Cybersecurity experts with experience at the FBI and Microsoft have told a major conference in Manchester that fighting AI-powered fraud requires a team of 11 Leo Messis, not just a gun and a badge. The keynote speakers at DTX + UCX Manchester, held at Manchester Central as part of Manchester Tech Week, discussed how artificial intelligence (AI) and machine learning (ML) can help combat cybercrime.
Key Insights from FBI and Microsoft Veterans
Howard Marshall, former deputy assistant director at the FBI’s cyber division, now at Accenture, said he learned that "you don't have to have a badge and a gun to help secure the world. The data we have access to is endless." He noted there has been "a lot of noise" around AI, and the public struggles to separate hype from practical use.
Kelly Bissell, corporate vice president for fraud and product abuse at Microsoft, shared that his team must explore 16 billion transactions monthly and detect deepfake calls and crypto mining. He emphasized that AI has transformed their work, allowing fewer developers to achieve more.
AI Adoption: A Change Management Challenge
Bissell revealed internal resistance to AI, with some employees reluctant to change tools. His response was blunt: "As soon as I fired him, everybody got religion." He stressed that AI adoption is mandatory at Microsoft, leading to greater effectiveness. Last year, Microsoft thwarted $4bn of fraud using AI and ML.

INSTRUCTIONS:
[A] Answer these questions from the article on AI and fraud:
(i) At which venue was DTX + UCX Manchester held?
(ii) How many transactions must Kelly Bissell's team explore each month?
(iii) How much fraud did Microsoft thwart last year using AI and ML?
[B] Continue the article on AI and fraud from the end of its final sentence.
The lines that come next are taken from a separate source, not from the article on AI and fraud.

INFORMATION:

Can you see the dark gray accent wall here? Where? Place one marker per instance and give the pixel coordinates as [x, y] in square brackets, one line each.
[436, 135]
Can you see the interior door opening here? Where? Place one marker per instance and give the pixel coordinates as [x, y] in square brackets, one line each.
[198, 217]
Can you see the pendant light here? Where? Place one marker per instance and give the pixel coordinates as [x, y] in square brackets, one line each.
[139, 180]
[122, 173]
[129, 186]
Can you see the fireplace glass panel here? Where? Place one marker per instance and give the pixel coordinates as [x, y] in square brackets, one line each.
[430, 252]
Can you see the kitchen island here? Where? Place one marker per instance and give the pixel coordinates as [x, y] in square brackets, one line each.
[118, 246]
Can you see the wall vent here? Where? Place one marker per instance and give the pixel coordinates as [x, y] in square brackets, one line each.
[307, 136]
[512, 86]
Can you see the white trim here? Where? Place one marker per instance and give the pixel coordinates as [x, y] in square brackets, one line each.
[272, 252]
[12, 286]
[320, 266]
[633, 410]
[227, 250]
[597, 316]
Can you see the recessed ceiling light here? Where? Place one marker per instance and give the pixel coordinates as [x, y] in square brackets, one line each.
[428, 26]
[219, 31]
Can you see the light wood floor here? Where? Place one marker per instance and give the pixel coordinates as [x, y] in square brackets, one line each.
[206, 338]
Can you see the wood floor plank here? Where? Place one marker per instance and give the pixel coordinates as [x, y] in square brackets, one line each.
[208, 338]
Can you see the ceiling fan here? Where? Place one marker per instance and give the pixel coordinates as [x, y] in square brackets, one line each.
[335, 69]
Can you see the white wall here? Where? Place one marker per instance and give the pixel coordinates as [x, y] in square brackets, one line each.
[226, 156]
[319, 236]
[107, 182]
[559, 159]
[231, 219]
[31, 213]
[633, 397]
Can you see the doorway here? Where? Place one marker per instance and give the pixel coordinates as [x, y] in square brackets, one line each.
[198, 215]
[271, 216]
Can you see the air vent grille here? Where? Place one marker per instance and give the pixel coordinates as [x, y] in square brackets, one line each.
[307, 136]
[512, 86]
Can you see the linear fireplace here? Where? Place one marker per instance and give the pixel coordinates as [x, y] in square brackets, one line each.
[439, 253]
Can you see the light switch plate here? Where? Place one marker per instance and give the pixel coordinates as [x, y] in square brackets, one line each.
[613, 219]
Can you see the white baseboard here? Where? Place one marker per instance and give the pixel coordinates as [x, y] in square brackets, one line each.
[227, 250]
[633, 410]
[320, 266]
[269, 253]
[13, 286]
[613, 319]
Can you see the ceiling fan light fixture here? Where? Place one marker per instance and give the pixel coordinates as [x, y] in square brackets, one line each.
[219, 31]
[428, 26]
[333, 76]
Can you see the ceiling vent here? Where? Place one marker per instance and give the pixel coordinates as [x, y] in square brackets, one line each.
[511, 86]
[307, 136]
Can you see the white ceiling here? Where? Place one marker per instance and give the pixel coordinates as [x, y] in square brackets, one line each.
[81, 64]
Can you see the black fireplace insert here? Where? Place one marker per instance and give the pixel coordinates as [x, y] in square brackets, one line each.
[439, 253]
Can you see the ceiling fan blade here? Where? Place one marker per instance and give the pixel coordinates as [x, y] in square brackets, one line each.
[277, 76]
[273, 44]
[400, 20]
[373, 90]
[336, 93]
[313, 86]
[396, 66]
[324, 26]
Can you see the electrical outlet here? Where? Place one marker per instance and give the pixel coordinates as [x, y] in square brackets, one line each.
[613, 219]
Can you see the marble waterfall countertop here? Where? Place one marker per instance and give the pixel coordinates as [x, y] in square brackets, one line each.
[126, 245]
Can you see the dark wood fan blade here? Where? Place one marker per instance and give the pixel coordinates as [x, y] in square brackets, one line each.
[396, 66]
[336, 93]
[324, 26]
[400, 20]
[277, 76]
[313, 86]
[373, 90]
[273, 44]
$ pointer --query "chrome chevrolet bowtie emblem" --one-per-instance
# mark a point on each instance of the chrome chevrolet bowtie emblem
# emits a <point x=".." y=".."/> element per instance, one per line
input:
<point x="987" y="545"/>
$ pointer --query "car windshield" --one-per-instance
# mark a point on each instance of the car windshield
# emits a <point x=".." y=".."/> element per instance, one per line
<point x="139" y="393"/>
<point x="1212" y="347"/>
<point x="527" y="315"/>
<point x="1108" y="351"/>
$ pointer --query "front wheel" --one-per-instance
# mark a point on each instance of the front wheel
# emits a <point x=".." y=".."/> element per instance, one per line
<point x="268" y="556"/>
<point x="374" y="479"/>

WRITTEN ANSWERS:
[A]
(i) Manchester Central
(ii) 16 billion
(iii) $4bn

[B]
Skills for the AI Era
The experts agreed that cybersecurity now requires creativity and imagination, not just deep technical skills. Bissell said: "The need today is creativity and imagination, and being able to think outside the box. If I were a bad actor, what would I do to disrupt this thing?" He added that professionals must have an "insatiable desire" to learn.
Humans Must Stay in Control
Both speakers warned against blindly trusting AI outputs. Bissell said: "The human is the pilot and AI the copilot. The worry is that people will acquiesce to what the tool says blindly, and I think that's a mistake." He cited examples of lawyers using AI that hallucinated non-existent case law.
Football Analogy: 11 Messis Needed
Using a football analogy, Marshall referenced Manchester United's recent win. Bissell said: "If you haven't embedded AI in your operations you're in trouble. It's like the other team has 11 players and you have three. You're not going to win. Also, AI means all 11 are Messi players." He described an "arms race" where defenders must match attackers' precision.